» EXERCISE AIM
Print all the records exactly, please.

» Some records
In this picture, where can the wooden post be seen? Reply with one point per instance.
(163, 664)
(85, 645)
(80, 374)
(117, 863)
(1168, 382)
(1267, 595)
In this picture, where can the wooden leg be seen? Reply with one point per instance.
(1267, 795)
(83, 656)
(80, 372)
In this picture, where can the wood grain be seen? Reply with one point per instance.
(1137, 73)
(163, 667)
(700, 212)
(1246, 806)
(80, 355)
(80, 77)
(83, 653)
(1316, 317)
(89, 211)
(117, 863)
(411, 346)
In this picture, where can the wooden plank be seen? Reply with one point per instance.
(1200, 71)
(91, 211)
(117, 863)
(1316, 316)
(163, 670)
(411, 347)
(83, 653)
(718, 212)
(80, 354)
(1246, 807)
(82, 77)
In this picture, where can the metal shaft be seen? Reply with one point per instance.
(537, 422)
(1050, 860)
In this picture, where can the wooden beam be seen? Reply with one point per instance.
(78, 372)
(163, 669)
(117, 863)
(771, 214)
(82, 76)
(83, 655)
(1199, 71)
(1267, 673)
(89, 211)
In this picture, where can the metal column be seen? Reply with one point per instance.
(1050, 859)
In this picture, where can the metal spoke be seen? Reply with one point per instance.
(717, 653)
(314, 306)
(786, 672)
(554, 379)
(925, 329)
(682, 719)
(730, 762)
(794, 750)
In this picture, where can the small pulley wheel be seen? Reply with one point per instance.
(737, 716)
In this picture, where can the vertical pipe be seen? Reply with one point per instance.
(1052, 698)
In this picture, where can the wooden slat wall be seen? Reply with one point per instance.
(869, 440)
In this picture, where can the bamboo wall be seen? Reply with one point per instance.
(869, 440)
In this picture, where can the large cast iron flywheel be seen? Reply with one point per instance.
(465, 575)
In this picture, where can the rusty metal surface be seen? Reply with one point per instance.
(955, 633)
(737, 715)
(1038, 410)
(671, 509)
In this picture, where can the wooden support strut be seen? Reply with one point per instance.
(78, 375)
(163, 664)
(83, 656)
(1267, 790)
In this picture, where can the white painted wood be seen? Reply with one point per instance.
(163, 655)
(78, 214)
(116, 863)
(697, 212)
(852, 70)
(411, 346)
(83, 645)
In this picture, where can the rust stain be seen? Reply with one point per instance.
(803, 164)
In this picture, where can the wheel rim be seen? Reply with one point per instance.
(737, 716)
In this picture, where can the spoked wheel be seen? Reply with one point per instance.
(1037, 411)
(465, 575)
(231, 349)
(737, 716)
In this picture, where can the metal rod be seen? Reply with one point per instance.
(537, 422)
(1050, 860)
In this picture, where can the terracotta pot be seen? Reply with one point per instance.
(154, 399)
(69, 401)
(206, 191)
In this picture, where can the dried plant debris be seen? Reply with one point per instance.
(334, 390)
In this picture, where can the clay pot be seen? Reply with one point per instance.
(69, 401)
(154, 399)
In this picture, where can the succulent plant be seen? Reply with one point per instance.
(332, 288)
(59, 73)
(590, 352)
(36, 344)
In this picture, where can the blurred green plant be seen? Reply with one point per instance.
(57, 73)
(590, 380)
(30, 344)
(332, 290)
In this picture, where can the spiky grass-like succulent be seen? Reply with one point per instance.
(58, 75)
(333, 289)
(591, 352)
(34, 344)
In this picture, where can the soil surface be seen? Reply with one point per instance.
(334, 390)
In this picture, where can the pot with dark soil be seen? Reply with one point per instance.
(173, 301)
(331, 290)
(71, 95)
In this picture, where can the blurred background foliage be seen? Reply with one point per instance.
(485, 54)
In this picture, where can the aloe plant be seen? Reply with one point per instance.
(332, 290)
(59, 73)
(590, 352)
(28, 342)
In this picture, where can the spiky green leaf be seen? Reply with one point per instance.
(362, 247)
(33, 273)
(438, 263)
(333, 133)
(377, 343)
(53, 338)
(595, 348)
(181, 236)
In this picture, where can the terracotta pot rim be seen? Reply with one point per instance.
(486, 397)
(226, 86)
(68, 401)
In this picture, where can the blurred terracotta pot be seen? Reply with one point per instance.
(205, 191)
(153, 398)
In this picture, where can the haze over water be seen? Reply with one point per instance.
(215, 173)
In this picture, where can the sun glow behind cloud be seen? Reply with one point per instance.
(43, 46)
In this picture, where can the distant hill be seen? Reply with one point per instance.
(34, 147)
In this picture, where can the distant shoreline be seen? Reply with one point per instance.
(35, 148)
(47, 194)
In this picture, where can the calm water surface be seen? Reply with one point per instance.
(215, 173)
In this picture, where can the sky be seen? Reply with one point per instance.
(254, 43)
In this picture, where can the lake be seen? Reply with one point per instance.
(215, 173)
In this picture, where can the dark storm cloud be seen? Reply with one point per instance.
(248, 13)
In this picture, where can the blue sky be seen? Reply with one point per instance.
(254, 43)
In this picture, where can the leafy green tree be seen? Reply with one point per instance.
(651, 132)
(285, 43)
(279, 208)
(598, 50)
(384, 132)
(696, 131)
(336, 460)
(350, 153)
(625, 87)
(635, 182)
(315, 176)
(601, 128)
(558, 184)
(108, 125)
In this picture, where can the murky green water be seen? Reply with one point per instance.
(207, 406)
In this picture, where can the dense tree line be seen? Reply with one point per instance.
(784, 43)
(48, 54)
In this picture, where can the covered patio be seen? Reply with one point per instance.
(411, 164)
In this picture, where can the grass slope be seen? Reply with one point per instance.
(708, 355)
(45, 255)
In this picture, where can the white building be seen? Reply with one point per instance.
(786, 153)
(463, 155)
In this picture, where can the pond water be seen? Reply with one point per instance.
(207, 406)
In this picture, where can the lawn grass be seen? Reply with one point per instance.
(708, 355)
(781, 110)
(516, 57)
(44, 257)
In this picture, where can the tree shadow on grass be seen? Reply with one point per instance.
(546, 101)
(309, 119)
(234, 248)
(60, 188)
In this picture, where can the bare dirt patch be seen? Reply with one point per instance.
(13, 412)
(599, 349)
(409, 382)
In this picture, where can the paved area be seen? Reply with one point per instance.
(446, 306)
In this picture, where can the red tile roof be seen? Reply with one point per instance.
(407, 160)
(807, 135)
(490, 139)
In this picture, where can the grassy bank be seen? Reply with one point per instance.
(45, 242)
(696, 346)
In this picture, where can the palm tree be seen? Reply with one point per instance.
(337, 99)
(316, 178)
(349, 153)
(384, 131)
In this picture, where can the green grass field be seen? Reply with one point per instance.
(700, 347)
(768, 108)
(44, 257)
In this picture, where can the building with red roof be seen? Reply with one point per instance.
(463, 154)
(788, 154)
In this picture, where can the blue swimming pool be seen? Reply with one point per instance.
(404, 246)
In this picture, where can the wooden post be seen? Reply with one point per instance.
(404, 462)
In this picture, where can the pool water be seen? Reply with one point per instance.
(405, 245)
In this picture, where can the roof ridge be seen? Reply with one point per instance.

» SOLUTION TO THE PROBLEM
In this picture, where can the wooden post be seen? Reply with one point per instance.
(163, 664)
(85, 645)
(80, 374)
(117, 863)
(1168, 382)
(1267, 595)
In this picture, where can the wooden leg be seen? Reply with one point per instance.
(1267, 795)
(83, 656)
(80, 372)
In this picture, where can the wood grain be seen? Reply with one point per instance.
(1137, 73)
(163, 667)
(700, 212)
(1246, 806)
(80, 355)
(80, 77)
(83, 653)
(1316, 317)
(89, 211)
(117, 863)
(411, 346)
In this picture, where can the wooden plank be seen? Reply with one point per instance.
(1200, 71)
(91, 211)
(117, 863)
(1316, 316)
(163, 670)
(411, 347)
(83, 653)
(718, 212)
(80, 354)
(1246, 807)
(82, 77)
In this picture, where can the metal shaft be seen? Reply with one point per instance.
(537, 422)
(1050, 860)
In this picture, where can the wooden beam be seen? Reply with one point per instance.
(78, 372)
(163, 669)
(117, 863)
(771, 214)
(82, 76)
(83, 655)
(1199, 71)
(1267, 673)
(89, 211)
In this picture, where can the metal column be seen? Reply with one point per instance.
(1050, 859)
In this picture, where can the metal spoke be seen? Reply with one point per instance.
(717, 653)
(314, 306)
(786, 672)
(554, 379)
(925, 329)
(682, 719)
(730, 762)
(794, 750)
In this picture, where can the small pulley wheel be seen? Reply with one point per instance.
(737, 716)
In this picture, where can the vertical pipe be seen? Reply with one point per instance.
(1052, 698)
In this picture, where can the wooden slat wall be seen? Reply with one point per instance.
(869, 440)
In this picture, where can the bamboo wall be seen? Reply with one point per instance.
(869, 440)
In this picture, where can the large cast iron flywheel be seen? Reply with one point per instance.
(465, 575)
In this picture, where can the rusty metal surface be seen? Reply with one point per instance.
(955, 633)
(737, 715)
(1038, 410)
(671, 509)
In this picture, where can the wooden support strut be seen? Reply with one point per instance.
(78, 375)
(163, 664)
(83, 656)
(1267, 790)
In this picture, where can the white painted wood be seen? Reply with one point per instance.
(163, 655)
(78, 214)
(116, 863)
(697, 212)
(852, 70)
(411, 346)
(83, 645)
In this picture, where can the rust stain be seen? Reply with one point per instance.
(803, 164)
In this picture, where can the wheel rim be seen? Reply with one point per instance.
(737, 716)
In this picture, where can the spoked wheel be seen? Reply with one point per instance.
(1037, 411)
(465, 575)
(231, 349)
(737, 716)
In this picture, where can the metal rod be seen? Reply with one point per instance.
(537, 422)
(1050, 860)
In this picture, where can the terracotta pot be seen? Reply with one point per instance.
(154, 399)
(69, 401)
(206, 191)
In this picture, where can the dried plant debris be seen? Reply with one point per instance.
(334, 390)
In this picture, where can the clay pot be seen? Reply with one point per instance.
(69, 401)
(154, 399)
In this picture, where can the succulent plant be seen? Reply with one point per instance.
(332, 288)
(59, 73)
(590, 352)
(36, 344)
In this picture, where can the blurred green plant be seen? Reply with one point per instance.
(57, 73)
(590, 380)
(30, 344)
(332, 290)
In this picture, where can the spiky grass-like succulent be seen? Reply with one point per instance.
(58, 75)
(333, 289)
(591, 352)
(34, 344)
In this picture, where can the soil surface be seen? Reply with one point per instance.
(334, 390)
In this picture, where can the pot with dark soil be seen? Reply with one point per instance.
(173, 301)
(331, 290)
(71, 95)
In this picture, where can the blurred background foliage be seen? Reply with one point per instance.
(485, 54)
In this picture, where can the aloe plant be seen? Reply with one point per instance.
(332, 290)
(59, 73)
(590, 352)
(28, 342)
In this picture, where can the spiky green leaf be seen? Reply with one point per instance.
(362, 247)
(33, 273)
(438, 263)
(333, 133)
(377, 343)
(53, 338)
(595, 348)
(181, 236)
In this picture, where can the terracotta pot rim be seen? Reply with one point per instance.
(486, 397)
(226, 86)
(68, 401)
In this picture, where can the blurred terracotta pot be seen? Reply with one point per instance.
(205, 191)
(153, 398)
In this picture, where can the haze over water be seen? Reply with one point per instance.
(215, 173)
In this picture, where can the sun glow behind cloud be seen? Reply with one point per instance.
(43, 46)
In this picture, where can the distant hill be seen? Reply with one point per instance.
(34, 147)
In this picture, where can the distant shoreline be seen? Reply with one point per instance.
(35, 148)
(47, 194)
In this picture, where can the calm water surface be seen? Reply with one point per instance.
(215, 173)
In this picture, where can the sky be seen? Reply with one point per instance.
(254, 43)
In this picture, where can the lake be seen? Reply with one point per instance.
(215, 173)
In this picture, where can the dark storm cloud be seen? Reply with one point per instance.
(248, 13)
In this picture, where can the blue sky be seen? Reply with one point per instance.
(254, 43)
In this picture, where can the leafy green tree be seen? Reply with one point per instance.
(651, 132)
(285, 43)
(279, 208)
(598, 50)
(384, 132)
(696, 131)
(336, 460)
(350, 153)
(625, 87)
(635, 182)
(315, 176)
(601, 128)
(558, 184)
(108, 125)
In this picture, where can the murky green water be seen? Reply with one point per instance.
(207, 406)
In this picture, where can the dense tree line be seen? Reply with one point per instance.
(784, 43)
(48, 54)
In this picture, where can the covered patio be seen? Reply with one point per instance.
(411, 164)
In this picture, where can the grass slope be seen? Reply with one point per instance.
(708, 355)
(45, 255)
In this picture, where can the white building be seen? Reply with one point per instance.
(786, 153)
(463, 155)
In this picture, where can the pond water be seen? Reply with one point per instance.
(207, 406)
In this picture, where can the lawn grass be seen? Reply with one point per instance.
(708, 355)
(781, 110)
(516, 57)
(44, 257)
In this picture, where can the tree shadow on grass be seen? Reply with one point per instance.
(546, 101)
(309, 119)
(234, 248)
(60, 188)
In this picture, where can the bare dirt patch be seen? Reply with one point per instance.
(13, 412)
(599, 349)
(409, 382)
In this picture, where can the paved area be seen? Reply with one point per instance.
(446, 306)
In this picture, where can the red tile roof be seen? Reply with one point per instance.
(407, 160)
(807, 135)
(490, 139)
In this picture, where can the grassy bank be seen? Reply with one point per instance.
(45, 242)
(696, 346)
In this picture, where can the palm tree be seen? Reply with one point per instance.
(337, 99)
(316, 178)
(349, 153)
(384, 131)
In this picture, where can the green grass field be seen? Reply with one point per instance.
(700, 347)
(768, 108)
(44, 257)
In this picture, where can the building with red roof be seen? Reply with one point per instance.
(463, 154)
(788, 154)
In this picture, where can the blue swimming pool be seen? Reply with one point per instance.
(404, 246)
In this picture, where can the wooden post be seen? Reply with one point per instance.
(404, 462)
In this picture, where can the pool water be seen? Reply with one point per instance.
(405, 245)
In this picture, where can the roof ridge be seen? Reply with one point per instance.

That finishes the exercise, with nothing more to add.